The vulnerability exists due to an error in Stream HTTP wrapper header check, which can omit Basic authentication header. A remote attacker can bypass authentication mechanisms that rely on Basic authentication.
8) Double free (CVE-ID: CVE-2024-6197)
The vulnerability allows a remote attacker to execute arbitrary code on the target system.
The vulnerability exists due to a boundary error in ASN1 parser within the utf8asn1str() function. A remote attacker can pass specially crafted TLS certificate to the application, trigger double free error and execute arbitrary code on the target system.
The vulnerable code can only be reached when curl is built to use GnuTLS, wolfSSL, Schannel or Secure Transport.
9) Resource management error (CVE-ID: CVE-2025-0665)
The vulnerability allows a remote attacker to perform a denial of service (DoS) attack.
The vulnerability exists due to improper management of internal resources within the application when built with the threaded resolver. A remote attacker can force the application to wrongly close the same eventfd file descriptor twice when taking down a connection channel after having completed a threaded name resolve
10) Out-of-bounds read (CVE-ID: CVE-2024-6874)
The vulnerability allows a remote attacker to gain access to potentially sensitive information.
The vulnerability exists due to a boundary condition within the curl_url_get() function when parsing IDN URLs. A remote attacker can pass a specially crafted URL to the application, trigger an out-of-bounds read error and read contents of memory on the system.
11) Out-of-bounds read (CVE-ID: CVE-2024-7264)
The vulnerability allows a remote attacker to perform a denial of service (DoS) attack.
The vulnerability exists due to a boundary condition within the ASN1 parser code in the GTime2str() function. A remote attacker can trigger an out-of-bounds read error and cause a denial of service condition on the system.
12) Improper certificate validation (CVE-ID: CVE-2024-8096)
The vulnerability allows a remote attacker to perform MitM attack.
The vulnerability exists due to curl might fail to detect some OCSP problems when configured to use the Certificate Status Request TLS extension. A remote attacker can bypass OCSP stapling protection and perform a Man-in-the-Middle (MitM) attack.
Successful exploitation of the vulnerability requires that curl is build to use GnuTLS library.
13) Comparison using wrong factors (CVE-ID: CVE-2024-9681)
The vulnerability allows a remote attacker to perform MitM attack.

---+---

WHAT YOU NEED TO DO:
a – According to the curl vulnerability list, which TLS backends must curl be built with for the double free code to be reachable?
b – Please copy the curl vulnerability list between "The vulnerability allows a remote attacker to execute" and "or Secure Transport.", inclusive.
These records have no connection to the curl vulnerability list.

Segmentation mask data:
---+---

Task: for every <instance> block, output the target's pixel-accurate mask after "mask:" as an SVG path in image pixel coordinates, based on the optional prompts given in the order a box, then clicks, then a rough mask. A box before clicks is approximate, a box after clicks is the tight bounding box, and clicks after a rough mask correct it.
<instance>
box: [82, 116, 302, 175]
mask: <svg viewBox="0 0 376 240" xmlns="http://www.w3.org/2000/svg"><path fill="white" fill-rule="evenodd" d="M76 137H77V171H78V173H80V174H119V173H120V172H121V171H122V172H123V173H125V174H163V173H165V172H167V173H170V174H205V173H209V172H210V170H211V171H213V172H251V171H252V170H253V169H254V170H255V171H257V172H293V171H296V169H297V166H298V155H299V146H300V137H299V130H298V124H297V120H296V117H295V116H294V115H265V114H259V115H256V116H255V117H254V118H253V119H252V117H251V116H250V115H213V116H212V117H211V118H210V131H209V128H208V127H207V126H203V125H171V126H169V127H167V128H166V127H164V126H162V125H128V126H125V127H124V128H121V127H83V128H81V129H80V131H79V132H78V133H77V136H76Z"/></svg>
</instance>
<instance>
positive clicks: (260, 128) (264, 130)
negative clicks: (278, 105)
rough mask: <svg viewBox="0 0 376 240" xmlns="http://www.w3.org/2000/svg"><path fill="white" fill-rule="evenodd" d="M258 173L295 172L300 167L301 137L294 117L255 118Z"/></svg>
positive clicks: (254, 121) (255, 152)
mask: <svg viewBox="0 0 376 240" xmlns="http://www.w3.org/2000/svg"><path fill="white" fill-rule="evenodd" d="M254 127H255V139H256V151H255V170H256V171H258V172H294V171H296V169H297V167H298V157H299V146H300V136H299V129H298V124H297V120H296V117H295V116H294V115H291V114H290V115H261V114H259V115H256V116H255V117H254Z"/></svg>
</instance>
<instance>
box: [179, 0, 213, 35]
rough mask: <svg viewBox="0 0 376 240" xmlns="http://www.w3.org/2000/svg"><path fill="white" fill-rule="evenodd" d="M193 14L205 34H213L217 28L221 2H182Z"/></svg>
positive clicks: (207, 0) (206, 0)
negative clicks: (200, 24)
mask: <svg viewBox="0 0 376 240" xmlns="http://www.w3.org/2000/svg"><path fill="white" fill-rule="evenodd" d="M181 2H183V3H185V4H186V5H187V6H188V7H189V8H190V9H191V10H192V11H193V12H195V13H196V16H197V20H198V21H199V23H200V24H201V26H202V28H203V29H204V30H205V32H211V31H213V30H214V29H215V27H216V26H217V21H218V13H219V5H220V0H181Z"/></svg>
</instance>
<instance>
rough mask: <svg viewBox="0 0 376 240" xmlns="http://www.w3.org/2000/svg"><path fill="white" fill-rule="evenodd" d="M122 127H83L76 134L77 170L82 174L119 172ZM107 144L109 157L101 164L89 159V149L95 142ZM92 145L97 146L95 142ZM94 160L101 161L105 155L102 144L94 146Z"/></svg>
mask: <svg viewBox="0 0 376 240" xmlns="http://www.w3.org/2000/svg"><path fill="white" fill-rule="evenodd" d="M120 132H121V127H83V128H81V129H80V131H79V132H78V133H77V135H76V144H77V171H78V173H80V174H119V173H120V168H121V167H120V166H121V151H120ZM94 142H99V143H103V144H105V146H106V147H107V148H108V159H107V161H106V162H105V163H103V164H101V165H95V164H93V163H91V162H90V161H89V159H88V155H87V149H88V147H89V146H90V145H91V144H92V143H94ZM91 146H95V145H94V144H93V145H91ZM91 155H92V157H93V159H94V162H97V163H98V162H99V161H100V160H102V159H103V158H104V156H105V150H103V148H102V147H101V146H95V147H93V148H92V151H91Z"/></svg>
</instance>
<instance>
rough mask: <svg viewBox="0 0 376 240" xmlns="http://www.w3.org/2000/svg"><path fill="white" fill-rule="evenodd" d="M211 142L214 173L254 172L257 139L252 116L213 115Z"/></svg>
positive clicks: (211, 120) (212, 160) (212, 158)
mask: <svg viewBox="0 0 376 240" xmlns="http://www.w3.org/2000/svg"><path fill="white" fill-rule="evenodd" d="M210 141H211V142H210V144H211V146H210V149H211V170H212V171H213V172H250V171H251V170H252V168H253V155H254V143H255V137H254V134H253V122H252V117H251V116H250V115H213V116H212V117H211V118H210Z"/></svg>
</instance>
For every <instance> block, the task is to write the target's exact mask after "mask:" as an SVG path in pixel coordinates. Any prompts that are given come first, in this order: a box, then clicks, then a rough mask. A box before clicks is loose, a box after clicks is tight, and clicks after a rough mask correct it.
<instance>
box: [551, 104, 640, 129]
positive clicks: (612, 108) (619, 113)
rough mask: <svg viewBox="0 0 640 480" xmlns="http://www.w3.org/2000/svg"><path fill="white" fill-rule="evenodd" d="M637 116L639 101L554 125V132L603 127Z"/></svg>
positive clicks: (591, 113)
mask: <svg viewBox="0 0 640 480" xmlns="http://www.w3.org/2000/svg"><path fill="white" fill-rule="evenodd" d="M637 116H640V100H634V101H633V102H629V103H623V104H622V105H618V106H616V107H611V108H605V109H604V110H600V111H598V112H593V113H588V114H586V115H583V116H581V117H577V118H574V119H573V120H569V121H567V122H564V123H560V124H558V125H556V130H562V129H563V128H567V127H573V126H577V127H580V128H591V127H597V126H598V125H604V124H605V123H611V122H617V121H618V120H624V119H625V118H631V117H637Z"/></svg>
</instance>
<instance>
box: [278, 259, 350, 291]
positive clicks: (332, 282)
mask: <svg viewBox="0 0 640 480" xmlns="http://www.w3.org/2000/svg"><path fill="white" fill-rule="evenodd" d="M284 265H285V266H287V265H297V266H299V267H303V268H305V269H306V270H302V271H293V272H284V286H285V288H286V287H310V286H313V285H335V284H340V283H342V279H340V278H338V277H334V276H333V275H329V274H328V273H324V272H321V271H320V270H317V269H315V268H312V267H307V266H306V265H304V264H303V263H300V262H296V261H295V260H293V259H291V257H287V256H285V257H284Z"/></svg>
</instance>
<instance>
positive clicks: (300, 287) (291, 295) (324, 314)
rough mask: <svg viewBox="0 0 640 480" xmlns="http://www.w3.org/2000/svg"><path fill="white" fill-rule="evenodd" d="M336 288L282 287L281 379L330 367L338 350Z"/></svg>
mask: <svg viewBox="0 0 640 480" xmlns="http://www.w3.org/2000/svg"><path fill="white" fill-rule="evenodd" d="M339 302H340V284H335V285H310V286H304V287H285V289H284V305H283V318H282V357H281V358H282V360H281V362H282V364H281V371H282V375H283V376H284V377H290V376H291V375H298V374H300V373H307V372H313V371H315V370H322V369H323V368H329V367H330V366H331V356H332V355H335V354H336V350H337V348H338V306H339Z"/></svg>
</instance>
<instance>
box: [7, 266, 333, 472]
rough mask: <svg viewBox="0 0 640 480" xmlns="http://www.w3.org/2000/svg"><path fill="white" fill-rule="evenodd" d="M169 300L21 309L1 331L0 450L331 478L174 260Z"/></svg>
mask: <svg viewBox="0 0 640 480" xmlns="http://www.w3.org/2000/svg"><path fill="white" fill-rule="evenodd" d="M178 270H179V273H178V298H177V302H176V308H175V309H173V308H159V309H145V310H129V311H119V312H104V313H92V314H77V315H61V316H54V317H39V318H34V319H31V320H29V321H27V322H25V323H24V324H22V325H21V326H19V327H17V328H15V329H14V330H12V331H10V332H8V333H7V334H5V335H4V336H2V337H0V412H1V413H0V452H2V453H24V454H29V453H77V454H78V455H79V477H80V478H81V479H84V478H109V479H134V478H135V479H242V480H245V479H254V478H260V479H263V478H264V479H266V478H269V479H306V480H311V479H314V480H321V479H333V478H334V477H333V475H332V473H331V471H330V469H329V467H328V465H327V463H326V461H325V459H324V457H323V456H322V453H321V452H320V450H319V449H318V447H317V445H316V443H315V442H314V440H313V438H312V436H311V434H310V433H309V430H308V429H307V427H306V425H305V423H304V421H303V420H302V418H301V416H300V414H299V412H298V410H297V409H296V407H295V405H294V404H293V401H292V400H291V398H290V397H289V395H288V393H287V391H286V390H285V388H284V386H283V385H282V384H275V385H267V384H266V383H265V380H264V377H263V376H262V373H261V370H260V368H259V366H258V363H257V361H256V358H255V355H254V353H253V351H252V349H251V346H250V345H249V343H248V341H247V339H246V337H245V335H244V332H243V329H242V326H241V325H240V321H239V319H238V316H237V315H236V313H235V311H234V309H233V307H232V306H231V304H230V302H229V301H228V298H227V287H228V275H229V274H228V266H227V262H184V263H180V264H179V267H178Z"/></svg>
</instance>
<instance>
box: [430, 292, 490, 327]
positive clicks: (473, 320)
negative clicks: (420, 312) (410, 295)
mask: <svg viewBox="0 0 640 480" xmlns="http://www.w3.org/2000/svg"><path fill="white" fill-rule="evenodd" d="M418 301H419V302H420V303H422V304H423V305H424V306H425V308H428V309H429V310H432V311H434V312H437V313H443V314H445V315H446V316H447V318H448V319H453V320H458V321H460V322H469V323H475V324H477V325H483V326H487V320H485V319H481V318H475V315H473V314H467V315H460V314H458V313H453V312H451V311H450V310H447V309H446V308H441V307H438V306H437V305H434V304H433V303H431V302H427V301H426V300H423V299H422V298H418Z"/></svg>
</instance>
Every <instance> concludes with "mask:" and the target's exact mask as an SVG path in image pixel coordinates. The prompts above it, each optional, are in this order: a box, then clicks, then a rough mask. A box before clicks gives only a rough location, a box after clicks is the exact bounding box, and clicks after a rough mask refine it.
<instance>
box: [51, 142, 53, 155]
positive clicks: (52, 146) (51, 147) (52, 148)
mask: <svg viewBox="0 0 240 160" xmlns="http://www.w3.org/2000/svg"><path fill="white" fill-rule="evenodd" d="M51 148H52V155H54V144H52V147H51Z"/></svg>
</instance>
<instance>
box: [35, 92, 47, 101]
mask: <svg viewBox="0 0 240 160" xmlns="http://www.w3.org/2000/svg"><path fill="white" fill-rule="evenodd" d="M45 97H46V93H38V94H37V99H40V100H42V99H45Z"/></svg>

---+---

SOLVED PROBLEMS:
a – GnuTLS, wolfSSL, Schannel or Secure Transport.

b –
The vulnerability allows a remote attacker to execute arbitrary code on the target system.
The vulnerability exists due to a boundary error in ASN1 parser within the utf8asn1str() function. A remote attacker can pass specially crafted TLS certificate to the application, trigger double free error and execute arbitrary code on the target system.
The vulnerable code can only be reached when curl is built to use GnuTLS, wolfSSL, Schannel or Secure Transport.